Document segment:
**********
Having met Lord Monckton a few years
ago, I was asked to help to arrange some media opportunities.
While TV3’s political affairs programme ‘The Nation’
conducted a balanced and fair interview, TVNZ, in spite of
initially expressing interest, eventually declined -
ostensibly on the basis that they couldn’t find anyone to
debate against him. So while our state broadcaster has in the
past been prepared to interview pro-global warming experts on
their own, in this case the public were denied the right to
hear the other side of the argument - that scientific evidence
shows categorically that there is no justification for
politicians to cripple our economy in the name of saving the
planet.
Once news of Lord Monckton’s visit
filtered out, environmental extremists went into overdrive
flooding not only the media with threatening letters to
dissuade them from giving him a public platform, but even
targeting those involved in organising his meetings. One
activist who holds a position of responsibility in a local
authority even went so far as to write to the owners of one of
the venues insisting that they cancel the function. These
actions demonstrate the extreme lengths that global warming
alarmists will go to in order to discredit opponents and
protect what has become a taxpayer-funded
gravy train, with lucrative jobs, generous research
grants, and heavily subsidised businesses.
As the architect of National’s
emissions trading scheme, Nick Smith is the government’s
main driver of climate alarmism in New Zealand. He presents as
an ideological environmentalist, peddling the myth that
crippling taxes can save the world from a climate Armageddon.
He is closely aligned to extreme groups like the Environmental
Defence Society, and appears to have been given a free hand by
the Key administration to impose his radical agenda on the
country, boasting in Parliament last year: “On 1 July 2010 New Zealand will have the first emissions trading
scheme up and running outside Europe, and it will cover more
sectors than the European scheme does. We were also the first
country in the world to include forestry, in 2008, and we were
the very first country in the world to have a plan for
introducing agriculture, in 2015. If we can settle our
emissions trading scheme by December, we will be at the front
end of international action on climate change, and will
actually have the most comprehensive emissions trading scheme
of any country in the world.”[1]
The most basic question about Nick
Smith’s emissions trading scheme is why? Why is the economy
being handicapped by the most expensive all
gases and all sectors scheme in the world, which will not only cost the
economy billions of dollars in lost jobs and growth, but will
have absolutely no impact on the climate?
**********
Records:
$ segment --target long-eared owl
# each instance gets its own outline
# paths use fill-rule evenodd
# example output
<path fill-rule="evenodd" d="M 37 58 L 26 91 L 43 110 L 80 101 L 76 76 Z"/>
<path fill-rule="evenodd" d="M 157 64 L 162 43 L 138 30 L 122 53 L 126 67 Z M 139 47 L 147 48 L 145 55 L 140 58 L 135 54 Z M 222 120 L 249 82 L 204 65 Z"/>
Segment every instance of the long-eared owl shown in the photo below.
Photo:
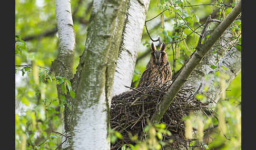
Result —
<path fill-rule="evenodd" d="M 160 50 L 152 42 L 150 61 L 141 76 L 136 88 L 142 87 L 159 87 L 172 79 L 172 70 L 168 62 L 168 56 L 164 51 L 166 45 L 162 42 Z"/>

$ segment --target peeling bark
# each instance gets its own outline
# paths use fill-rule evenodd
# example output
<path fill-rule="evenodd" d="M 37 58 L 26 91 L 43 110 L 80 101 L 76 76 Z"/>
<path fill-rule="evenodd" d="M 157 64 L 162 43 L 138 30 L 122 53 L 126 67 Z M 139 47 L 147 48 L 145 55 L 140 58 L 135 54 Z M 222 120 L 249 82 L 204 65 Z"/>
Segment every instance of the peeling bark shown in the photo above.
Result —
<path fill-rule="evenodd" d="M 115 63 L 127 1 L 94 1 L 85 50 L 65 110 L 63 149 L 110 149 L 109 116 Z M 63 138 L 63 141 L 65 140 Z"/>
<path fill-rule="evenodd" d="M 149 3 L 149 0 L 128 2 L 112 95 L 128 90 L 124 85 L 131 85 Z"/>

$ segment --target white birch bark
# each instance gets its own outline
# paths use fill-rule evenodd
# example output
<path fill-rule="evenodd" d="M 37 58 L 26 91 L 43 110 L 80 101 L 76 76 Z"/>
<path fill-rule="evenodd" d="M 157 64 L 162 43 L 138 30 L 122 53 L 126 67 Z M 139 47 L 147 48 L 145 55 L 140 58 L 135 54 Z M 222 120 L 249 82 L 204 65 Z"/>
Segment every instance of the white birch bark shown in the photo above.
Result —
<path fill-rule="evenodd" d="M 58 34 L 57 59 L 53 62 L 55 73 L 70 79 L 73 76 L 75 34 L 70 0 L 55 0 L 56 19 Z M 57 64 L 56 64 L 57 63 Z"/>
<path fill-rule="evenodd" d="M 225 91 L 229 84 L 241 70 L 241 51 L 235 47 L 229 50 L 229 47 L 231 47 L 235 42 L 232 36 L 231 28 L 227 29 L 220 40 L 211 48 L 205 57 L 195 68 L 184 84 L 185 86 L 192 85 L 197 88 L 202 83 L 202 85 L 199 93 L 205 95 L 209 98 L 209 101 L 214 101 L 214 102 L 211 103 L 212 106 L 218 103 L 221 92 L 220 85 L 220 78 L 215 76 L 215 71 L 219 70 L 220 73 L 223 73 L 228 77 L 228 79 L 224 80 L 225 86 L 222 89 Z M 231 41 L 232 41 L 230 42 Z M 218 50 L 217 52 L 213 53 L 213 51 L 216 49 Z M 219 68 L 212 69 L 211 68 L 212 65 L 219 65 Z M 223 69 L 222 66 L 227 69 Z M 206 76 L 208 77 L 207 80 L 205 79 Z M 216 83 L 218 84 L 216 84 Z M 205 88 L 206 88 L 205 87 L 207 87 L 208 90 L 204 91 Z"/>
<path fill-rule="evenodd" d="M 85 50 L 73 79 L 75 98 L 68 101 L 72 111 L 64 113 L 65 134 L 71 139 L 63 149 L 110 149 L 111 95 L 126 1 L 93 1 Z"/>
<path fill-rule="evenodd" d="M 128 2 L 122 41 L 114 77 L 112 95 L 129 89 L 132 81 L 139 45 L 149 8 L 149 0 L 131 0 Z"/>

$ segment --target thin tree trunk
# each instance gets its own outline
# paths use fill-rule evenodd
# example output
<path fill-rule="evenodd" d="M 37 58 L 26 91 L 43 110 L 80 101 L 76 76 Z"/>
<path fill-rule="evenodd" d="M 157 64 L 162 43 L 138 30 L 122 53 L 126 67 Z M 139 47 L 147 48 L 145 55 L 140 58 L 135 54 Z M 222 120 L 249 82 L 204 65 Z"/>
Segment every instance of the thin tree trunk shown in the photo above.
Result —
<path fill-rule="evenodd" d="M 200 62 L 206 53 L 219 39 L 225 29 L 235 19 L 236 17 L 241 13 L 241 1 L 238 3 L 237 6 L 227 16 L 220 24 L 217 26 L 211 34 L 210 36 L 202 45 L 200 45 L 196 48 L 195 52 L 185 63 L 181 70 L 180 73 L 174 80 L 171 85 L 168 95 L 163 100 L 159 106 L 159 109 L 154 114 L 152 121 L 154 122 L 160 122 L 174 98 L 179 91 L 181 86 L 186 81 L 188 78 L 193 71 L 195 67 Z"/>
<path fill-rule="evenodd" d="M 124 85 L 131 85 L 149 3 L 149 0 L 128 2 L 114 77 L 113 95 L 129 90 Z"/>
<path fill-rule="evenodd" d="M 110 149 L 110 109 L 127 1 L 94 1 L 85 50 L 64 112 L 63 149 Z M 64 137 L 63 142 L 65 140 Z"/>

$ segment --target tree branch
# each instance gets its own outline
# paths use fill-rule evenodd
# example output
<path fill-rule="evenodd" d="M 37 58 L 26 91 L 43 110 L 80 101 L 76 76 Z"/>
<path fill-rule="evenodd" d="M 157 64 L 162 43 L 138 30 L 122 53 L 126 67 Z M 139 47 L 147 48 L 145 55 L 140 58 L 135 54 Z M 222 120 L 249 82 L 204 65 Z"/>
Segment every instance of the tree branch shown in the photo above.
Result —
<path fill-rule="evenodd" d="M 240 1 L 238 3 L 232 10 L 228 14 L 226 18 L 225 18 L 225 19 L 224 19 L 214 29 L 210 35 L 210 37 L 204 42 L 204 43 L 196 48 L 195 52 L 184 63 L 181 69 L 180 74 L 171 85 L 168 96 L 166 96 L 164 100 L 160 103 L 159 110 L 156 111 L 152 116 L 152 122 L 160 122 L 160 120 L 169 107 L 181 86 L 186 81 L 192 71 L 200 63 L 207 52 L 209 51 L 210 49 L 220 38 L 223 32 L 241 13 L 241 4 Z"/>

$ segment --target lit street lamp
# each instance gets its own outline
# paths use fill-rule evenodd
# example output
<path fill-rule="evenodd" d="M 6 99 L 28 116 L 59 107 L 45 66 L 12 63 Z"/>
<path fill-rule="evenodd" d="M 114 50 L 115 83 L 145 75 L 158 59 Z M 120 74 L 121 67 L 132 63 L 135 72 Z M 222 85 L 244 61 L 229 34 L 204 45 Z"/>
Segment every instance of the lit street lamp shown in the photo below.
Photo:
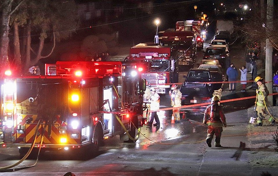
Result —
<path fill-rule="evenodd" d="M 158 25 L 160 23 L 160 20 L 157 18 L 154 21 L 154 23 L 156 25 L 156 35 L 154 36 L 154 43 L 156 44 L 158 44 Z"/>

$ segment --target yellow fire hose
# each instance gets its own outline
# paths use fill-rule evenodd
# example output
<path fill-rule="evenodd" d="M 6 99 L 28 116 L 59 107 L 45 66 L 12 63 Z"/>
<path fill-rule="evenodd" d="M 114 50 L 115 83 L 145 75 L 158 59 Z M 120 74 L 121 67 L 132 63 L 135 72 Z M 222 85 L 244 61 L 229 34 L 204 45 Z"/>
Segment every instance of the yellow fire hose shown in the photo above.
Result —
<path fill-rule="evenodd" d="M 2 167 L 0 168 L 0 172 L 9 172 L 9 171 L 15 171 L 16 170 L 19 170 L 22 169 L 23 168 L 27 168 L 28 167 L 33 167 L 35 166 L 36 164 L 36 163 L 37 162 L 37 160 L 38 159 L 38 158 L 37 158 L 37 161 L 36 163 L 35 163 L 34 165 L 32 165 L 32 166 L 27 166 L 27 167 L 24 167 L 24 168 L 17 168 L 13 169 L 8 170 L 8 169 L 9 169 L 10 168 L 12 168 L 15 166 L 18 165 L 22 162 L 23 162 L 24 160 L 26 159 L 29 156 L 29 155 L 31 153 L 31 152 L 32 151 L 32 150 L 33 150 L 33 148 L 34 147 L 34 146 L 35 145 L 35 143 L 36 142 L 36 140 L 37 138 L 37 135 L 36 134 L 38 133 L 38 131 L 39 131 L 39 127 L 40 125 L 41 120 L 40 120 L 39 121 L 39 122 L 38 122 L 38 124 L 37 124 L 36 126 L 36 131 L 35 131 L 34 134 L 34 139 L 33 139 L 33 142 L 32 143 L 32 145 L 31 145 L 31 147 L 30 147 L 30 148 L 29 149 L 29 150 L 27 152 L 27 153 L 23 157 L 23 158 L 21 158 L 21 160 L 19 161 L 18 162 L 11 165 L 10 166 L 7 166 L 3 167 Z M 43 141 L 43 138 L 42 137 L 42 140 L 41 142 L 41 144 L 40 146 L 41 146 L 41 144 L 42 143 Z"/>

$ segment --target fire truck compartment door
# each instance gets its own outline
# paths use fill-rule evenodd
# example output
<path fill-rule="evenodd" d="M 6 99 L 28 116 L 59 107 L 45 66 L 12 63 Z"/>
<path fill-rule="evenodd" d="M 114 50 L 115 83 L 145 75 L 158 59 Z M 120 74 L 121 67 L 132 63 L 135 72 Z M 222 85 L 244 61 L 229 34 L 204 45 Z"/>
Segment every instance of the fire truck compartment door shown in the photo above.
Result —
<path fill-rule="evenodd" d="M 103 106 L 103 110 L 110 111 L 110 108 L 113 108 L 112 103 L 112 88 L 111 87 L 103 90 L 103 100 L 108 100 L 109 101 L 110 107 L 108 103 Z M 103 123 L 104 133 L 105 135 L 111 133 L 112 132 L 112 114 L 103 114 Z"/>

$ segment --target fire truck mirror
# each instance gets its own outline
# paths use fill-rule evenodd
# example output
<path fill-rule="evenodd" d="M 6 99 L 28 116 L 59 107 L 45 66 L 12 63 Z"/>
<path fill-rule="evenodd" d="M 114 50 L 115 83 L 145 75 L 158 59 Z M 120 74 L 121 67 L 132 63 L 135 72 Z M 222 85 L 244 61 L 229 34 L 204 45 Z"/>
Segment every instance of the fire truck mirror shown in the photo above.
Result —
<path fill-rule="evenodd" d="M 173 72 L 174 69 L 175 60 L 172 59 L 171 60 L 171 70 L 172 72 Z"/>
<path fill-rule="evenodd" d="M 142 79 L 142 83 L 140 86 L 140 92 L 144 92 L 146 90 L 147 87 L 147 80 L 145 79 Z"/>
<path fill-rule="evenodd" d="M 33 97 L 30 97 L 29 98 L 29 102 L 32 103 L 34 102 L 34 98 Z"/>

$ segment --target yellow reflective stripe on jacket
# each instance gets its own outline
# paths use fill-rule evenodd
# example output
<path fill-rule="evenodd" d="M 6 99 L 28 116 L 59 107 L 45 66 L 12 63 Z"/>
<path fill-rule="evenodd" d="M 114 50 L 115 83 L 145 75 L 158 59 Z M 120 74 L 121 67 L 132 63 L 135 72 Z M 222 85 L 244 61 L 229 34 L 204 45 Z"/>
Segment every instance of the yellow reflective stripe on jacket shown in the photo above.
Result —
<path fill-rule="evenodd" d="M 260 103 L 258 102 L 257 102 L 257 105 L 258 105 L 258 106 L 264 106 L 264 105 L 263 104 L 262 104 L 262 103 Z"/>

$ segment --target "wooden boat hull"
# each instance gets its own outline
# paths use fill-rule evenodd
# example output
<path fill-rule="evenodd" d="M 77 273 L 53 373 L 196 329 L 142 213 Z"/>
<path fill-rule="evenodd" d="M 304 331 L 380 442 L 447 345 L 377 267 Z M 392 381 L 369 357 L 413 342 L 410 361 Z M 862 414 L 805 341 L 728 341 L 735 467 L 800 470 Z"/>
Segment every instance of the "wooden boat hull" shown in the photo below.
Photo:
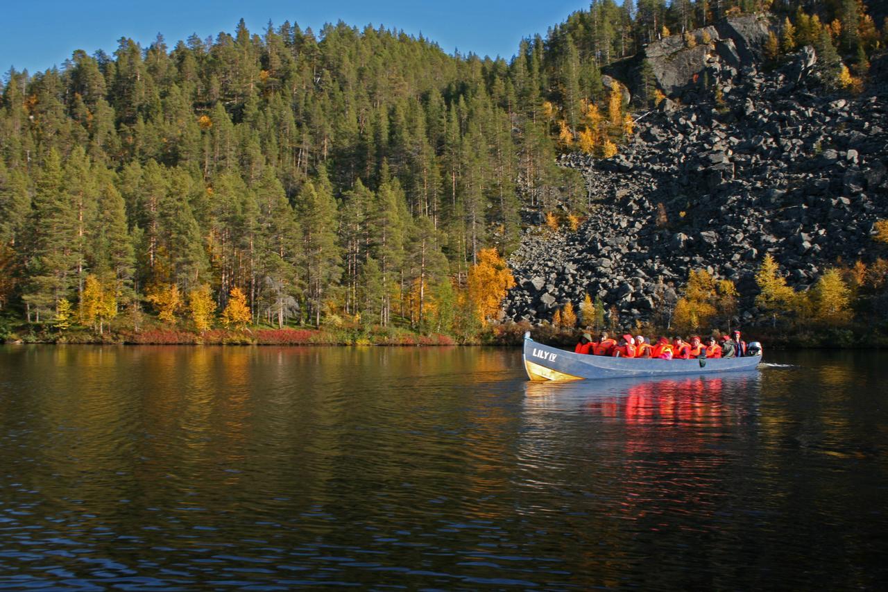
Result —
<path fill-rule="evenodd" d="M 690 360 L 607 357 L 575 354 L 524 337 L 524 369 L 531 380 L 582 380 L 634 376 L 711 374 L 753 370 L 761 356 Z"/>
**********
Problems to solve:
**a)** Answer these about the commentary on Lord Monckton's visit:
(i) Which TV3 programme interviewed Lord Monckton?
(ii) In the quoted remarks by Nick Smith, in what year did New Zealand include forestry?
(iii) What group is Nick Smith said to be closely aligned to?
**b)** Please return the part of the commentary on Lord Monckton's visit that begins at the words "Once news of" and stops after "heavily subsidised businesses.".
The listing comes from another source.

Outputs in order:
**a)**
(i) 'The Nation'
(ii) 2008
(iii) The Environmental Defence Society

**b)**
Once news of Lord Monckton’s visit
filtered out, environmental extremists went into overdrive
flooding not only the media with threatening letters to
dissuade them from giving him a public platform, but even
targeting those involved in organising his meetings. One
activist who holds a position of responsibility in a local
authority even went so far as to write to the owners of one of
the venues insisting that they cancel the function. These
actions demonstrate the extreme lengths that global warming
alarmists will go to in order to discredit opponents and
protect what has become a taxpayer-funded
gravy train, with lucrative jobs, generous research
grants, and heavily subsidised businesses.